Obras de Diego de Velázquez

Considerado por la historia del arte como un artista universal, las obras de Diego Velázquez gozaron desde siempre del aprecio y la estimación de todas las gentes, tanto de los críticos y los entendidos como de los propios artistas, los eruditos y los simples curiosos, que encontraron en sus cuadros una visión directa de la realidad y una interpretación amable y libre de prejuicios de sus aspectos más oscuros y controvertidos. Al inicio de su carrera, en Sevilla, Velázquez dirigió su mirada hacia personajes populares y perfectamente identificables en su fisonomía, sus gestos y su actividad: la Vieja friendo huevos (1618, Edimburgo, National Gallery of Scotland), los Jóvenes comiendo y el Aguador de Sevilla (ambos de hacia 1620-1622, Londres, Wellington Museum) nos devuelven imágenes de la vida cotidiana y nos evocan oficios —como el de la venta callejera de agua fresca— que fueron cayendo en desuso con el paso del tiempo. Esta misma actitud queda patente también en sus primeras interpretaciones de asuntos religiosos, como Cristo en casa de Marta y María (1618, Londres, National Gallery) o La cena de Emaús (h. 1618-1620, Dublín, The National Gallery of Ireland), donde la trascendencia del hecho se oculta tras una cortina de aparente naturalidad. Su gusto por lo concreto no desapareció nunca, sino que fue matizándose y evolucionando al compás de su desarrollo artístico.

_ _ _ _ _ _ _

Repite palabra por palabra el texto completo sobre las obras de Diego Velázquez. Las líneas de datos no guardan relación con el texto sobre las obras de Diego Velázquez.

Datos de localización de puntos:
_ _ _ _ _ _ _

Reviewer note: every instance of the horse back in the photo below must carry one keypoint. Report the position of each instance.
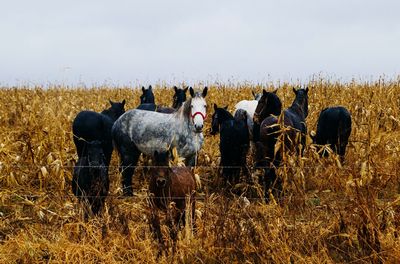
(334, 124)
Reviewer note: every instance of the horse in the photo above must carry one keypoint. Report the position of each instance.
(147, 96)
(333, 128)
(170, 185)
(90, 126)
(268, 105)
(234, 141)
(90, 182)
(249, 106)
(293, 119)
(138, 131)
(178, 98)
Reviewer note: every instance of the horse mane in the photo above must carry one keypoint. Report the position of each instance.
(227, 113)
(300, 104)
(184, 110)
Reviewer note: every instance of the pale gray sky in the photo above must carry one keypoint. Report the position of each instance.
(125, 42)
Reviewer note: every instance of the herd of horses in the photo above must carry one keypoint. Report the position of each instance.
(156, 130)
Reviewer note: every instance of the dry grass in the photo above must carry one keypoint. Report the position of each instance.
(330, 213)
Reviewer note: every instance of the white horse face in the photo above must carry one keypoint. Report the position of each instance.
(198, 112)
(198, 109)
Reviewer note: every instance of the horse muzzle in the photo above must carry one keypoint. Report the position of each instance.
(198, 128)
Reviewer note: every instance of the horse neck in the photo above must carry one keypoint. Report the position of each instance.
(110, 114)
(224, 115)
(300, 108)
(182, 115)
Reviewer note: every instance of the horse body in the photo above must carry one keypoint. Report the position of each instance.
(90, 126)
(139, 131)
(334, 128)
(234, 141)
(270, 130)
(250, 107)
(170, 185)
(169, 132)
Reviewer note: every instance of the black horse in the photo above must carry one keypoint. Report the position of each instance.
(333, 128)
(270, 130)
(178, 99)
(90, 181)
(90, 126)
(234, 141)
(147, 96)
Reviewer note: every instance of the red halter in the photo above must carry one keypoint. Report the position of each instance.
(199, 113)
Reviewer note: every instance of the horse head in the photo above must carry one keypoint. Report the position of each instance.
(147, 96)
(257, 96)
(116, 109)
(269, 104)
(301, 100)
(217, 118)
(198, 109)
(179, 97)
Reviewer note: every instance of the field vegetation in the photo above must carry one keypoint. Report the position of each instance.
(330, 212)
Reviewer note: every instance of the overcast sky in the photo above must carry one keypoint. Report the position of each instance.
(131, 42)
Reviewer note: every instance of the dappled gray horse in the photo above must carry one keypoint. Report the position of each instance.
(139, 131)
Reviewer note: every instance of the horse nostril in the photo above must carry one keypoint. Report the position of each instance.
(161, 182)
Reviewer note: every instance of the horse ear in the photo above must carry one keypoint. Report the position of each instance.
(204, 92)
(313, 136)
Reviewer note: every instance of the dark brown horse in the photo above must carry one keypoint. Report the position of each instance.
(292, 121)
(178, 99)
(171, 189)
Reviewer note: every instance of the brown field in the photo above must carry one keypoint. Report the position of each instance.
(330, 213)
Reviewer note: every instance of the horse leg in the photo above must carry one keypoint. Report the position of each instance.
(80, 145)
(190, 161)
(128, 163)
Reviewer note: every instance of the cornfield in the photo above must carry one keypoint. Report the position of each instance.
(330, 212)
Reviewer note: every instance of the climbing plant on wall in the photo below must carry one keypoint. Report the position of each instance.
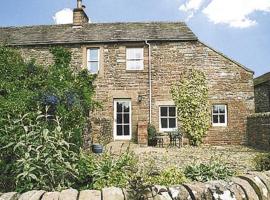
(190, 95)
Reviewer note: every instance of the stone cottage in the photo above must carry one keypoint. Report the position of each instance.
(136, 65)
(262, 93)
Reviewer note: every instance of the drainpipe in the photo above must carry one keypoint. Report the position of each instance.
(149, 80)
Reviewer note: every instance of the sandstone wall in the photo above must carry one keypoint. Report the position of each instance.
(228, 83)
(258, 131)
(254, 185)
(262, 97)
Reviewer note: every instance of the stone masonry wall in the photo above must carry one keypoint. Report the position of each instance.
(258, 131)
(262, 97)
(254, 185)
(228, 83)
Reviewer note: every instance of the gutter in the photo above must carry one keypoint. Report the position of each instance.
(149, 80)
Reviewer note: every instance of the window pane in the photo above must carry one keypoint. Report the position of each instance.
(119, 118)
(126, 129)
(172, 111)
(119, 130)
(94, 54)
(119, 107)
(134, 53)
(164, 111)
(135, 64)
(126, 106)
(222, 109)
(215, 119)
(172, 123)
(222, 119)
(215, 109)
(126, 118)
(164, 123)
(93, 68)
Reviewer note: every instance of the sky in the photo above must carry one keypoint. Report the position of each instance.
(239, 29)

_ _ _ _ _ _ _

RESPUESTA:
Obras de Diego de Velázquez

Considerado por la historia del arte como un artista universal, las obras de Diego Velázquez gozaron desde siempre del aprecio y la estimación de todas las gentes, tanto de los críticos y los entendidos como de los propios artistas, los eruditos y los simples curiosos, que encontraron en sus cuadros una visión directa de la realidad y una interpretación amable y libre de prejuicios de sus aspectos más oscuros y controvertidos. Al inicio de su carrera, en Sevilla, Velázquez dirigió su mirada hacia personajes populares y perfectamente identificables en su fisonomía, sus gestos y su actividad: la Vieja friendo huevos (1618, Edimburgo, National Gallery of Scotland), los Jóvenes comiendo y el Aguador de Sevilla (ambos de hacia 1620-1622, Londres, Wellington Museum) nos devuelven imágenes de la vida cotidiana y nos evocan oficios —como el de la venta callejera de agua fresca— que fueron cayendo en desuso con el paso del tiempo. Esta misma actitud queda patente también en sus primeras interpretaciones de asuntos religiosos, como Cristo en casa de Marta y María (1618, Londres, National Gallery) o La cena de Emaús (h. 1618-1620, Dublín, The National Gallery of Ireland), donde la trascendencia del hecho se oculta tras una cortina de aparente naturalidad. Su gusto por lo concreto no desapareció nunca, sino que fue matizándose y evolucionando al compás de su desarrollo artístico.